- Your goal: Starting at the line that contains "paper fish cutout.", copy each line through the end of the listing below. Include both ends and output nothing more.

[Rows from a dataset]
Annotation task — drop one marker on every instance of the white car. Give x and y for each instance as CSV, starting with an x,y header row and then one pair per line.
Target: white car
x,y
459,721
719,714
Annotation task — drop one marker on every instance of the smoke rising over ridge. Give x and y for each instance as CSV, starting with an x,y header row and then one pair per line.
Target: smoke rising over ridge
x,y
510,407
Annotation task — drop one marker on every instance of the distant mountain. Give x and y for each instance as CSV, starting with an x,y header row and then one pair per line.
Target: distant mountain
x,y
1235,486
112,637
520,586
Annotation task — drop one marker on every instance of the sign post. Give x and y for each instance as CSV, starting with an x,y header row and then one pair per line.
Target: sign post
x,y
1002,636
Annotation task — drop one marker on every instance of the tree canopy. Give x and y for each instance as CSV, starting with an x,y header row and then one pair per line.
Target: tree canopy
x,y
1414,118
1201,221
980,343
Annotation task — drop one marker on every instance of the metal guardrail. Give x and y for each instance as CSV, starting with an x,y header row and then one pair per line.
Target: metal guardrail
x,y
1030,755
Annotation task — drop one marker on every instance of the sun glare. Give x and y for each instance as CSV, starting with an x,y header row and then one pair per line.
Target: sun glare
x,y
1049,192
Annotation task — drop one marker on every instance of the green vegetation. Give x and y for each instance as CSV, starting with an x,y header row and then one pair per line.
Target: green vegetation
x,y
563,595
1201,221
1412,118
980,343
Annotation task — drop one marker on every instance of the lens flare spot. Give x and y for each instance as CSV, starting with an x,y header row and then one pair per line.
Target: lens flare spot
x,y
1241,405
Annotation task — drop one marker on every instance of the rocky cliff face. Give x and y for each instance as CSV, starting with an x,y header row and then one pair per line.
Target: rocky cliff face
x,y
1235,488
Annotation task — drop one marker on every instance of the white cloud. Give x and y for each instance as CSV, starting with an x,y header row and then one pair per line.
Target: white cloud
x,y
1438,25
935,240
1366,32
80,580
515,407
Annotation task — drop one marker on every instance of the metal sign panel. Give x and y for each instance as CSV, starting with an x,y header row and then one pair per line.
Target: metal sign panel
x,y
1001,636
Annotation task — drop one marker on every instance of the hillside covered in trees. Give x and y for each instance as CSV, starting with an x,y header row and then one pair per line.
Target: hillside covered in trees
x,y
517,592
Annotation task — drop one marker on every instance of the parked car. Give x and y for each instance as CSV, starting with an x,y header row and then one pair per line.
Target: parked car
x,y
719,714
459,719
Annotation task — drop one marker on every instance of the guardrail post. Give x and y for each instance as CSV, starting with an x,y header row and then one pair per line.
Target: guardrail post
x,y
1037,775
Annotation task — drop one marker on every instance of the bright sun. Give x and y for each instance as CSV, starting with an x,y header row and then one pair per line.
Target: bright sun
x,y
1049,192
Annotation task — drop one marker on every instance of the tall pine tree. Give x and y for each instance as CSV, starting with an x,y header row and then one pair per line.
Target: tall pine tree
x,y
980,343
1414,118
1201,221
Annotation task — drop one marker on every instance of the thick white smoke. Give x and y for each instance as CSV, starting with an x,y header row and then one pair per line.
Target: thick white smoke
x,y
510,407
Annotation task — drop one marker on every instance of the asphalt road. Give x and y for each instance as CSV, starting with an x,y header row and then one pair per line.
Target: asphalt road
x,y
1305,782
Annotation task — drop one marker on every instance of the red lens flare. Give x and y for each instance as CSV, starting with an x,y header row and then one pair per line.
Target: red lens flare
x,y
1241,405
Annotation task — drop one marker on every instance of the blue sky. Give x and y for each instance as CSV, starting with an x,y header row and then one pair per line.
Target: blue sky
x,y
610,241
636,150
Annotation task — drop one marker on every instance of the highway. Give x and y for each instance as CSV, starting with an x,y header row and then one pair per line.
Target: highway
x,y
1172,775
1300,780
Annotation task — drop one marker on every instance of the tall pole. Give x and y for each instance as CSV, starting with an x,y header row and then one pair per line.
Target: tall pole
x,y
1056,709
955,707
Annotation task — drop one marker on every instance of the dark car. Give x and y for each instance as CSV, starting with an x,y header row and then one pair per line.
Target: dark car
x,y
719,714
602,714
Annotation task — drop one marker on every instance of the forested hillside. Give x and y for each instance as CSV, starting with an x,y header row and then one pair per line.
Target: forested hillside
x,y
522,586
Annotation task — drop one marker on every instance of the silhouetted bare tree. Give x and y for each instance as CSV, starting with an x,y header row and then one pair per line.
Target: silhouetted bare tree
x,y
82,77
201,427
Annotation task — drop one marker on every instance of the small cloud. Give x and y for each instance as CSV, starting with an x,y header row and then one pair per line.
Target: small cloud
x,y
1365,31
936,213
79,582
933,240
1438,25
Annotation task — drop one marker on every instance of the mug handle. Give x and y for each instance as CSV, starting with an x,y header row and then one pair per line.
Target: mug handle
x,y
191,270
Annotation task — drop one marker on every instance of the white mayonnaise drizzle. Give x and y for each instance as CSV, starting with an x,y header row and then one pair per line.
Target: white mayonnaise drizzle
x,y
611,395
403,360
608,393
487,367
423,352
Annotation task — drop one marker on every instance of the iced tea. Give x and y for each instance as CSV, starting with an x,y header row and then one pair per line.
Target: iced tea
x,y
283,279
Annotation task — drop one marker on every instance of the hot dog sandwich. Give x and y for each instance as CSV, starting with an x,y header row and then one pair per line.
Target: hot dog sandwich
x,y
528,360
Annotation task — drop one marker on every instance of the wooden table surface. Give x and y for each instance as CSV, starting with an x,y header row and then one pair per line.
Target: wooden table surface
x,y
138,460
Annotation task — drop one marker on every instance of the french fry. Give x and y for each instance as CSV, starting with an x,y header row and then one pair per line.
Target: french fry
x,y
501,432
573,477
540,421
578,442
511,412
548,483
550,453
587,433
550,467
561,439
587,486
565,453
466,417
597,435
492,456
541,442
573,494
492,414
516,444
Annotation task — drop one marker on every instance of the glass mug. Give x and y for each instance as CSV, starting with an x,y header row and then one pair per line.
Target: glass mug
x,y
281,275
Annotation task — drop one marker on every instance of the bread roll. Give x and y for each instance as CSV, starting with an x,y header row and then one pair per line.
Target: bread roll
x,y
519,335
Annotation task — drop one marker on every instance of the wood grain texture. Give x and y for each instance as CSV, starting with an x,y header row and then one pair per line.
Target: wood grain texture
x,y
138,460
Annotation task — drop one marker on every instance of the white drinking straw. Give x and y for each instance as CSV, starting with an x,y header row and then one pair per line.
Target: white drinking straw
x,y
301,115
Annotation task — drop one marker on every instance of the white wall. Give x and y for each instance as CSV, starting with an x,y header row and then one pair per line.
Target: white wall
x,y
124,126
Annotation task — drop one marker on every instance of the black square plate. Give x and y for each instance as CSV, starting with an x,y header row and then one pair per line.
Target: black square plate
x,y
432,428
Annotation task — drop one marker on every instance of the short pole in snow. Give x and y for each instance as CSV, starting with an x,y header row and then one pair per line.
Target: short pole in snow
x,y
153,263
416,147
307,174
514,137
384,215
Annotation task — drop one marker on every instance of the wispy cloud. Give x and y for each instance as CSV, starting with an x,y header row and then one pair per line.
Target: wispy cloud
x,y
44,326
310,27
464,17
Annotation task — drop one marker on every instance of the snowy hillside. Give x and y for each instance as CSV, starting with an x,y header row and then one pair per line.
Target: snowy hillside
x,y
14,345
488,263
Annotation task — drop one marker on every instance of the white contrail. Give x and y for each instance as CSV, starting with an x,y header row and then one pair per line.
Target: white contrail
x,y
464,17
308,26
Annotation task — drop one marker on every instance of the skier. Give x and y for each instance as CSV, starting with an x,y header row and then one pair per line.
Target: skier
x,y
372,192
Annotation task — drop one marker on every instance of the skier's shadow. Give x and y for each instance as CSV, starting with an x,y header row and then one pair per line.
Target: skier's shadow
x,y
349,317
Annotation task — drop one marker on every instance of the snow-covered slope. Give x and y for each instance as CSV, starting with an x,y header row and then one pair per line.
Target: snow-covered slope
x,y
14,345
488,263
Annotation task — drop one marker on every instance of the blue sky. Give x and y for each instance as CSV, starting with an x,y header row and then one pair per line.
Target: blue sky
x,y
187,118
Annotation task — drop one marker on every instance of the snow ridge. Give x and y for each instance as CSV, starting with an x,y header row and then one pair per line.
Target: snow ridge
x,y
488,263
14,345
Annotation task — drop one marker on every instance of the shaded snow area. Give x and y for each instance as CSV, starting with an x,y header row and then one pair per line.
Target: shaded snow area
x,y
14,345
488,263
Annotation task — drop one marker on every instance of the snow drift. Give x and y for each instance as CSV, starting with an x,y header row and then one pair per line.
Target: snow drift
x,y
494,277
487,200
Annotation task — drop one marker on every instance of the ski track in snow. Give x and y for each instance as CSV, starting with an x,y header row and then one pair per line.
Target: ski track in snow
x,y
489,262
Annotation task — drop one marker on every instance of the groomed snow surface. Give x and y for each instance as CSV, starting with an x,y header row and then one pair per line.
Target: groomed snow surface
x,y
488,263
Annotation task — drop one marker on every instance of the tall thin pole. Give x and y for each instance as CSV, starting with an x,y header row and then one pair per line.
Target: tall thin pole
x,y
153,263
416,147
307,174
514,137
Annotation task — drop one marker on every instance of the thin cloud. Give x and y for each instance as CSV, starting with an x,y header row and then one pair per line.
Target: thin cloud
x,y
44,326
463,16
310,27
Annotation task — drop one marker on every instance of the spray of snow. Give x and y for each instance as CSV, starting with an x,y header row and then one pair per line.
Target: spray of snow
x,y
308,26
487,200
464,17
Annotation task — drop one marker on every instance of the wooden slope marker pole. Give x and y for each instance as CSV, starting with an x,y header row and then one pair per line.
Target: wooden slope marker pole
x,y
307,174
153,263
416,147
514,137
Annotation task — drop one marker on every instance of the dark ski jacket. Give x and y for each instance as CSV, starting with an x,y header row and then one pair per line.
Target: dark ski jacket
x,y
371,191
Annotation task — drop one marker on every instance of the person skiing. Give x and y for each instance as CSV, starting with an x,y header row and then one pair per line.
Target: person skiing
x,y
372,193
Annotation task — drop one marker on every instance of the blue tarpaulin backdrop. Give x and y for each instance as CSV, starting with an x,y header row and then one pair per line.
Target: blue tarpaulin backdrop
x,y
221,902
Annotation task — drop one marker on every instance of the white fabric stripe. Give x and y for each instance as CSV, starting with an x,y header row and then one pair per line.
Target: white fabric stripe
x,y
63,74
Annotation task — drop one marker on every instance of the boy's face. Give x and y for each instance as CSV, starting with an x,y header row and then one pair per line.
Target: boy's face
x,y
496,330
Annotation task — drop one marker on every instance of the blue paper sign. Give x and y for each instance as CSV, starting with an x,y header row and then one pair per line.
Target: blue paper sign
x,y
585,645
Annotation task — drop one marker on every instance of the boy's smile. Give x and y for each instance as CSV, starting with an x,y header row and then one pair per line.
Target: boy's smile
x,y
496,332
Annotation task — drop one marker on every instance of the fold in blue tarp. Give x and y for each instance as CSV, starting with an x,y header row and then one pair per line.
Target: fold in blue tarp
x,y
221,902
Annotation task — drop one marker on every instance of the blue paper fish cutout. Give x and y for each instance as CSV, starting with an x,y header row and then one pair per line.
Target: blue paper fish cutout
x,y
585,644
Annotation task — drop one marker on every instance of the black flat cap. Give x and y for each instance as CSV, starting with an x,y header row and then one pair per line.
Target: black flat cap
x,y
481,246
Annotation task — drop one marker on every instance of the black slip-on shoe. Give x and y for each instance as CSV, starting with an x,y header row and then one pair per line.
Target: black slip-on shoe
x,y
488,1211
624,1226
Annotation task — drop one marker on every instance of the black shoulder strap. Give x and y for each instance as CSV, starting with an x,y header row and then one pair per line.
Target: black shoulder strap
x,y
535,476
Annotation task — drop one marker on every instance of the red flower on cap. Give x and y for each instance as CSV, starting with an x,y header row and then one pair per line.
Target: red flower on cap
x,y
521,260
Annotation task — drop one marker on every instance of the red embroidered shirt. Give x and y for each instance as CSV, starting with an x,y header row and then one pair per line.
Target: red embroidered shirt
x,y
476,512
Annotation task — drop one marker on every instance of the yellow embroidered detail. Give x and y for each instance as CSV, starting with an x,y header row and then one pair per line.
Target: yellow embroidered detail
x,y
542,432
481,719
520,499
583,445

- Solved exercise:
Annotation task — drop one marker on every instance of the blue paper fish cutout. Give x and y for each instance as CSV, starting with an x,y header row and then one pair per line.
Target: blue paper fish cutout
x,y
585,644
Annotation task — drop one marker on every instance of the black flat cap. Give x and y for each instance as CSV, starting with an x,y header row and then one pair per line.
Target: black flat cap
x,y
481,246
Annotation task — drop one marker on every instance of the black slip-on shoe. Give x and y for each instance as CSV, starting with an x,y header row and then one pair per line.
Target: black slip-on shoe
x,y
488,1211
624,1226
Annotation task — drop one marker on every instance of the black shoulder strap. Give x and y for each instance as CSV, starting with an x,y header row and then one pair per line.
Target: black shoulder strap
x,y
535,476
Annotation task — drop one marker on every instance of the red flower on cap. Give x and y for each instance as CSV, starting with an x,y header row and then one pair per line.
Target: red flower on cap
x,y
521,260
Annotation task — drop one marker on every instance of the red embroidered shirt. Give x and y for each instance as CSV, starting with an x,y header row and then one pair per line.
Target: red embroidered shirt
x,y
476,512
Annotation task — drop one marker on every instance of the yellow embroidered detail. Give x and y for each instance as CSV, starting with an x,y header row and then one pair per line.
Target: yellow embroidered detail
x,y
542,432
481,719
520,499
583,445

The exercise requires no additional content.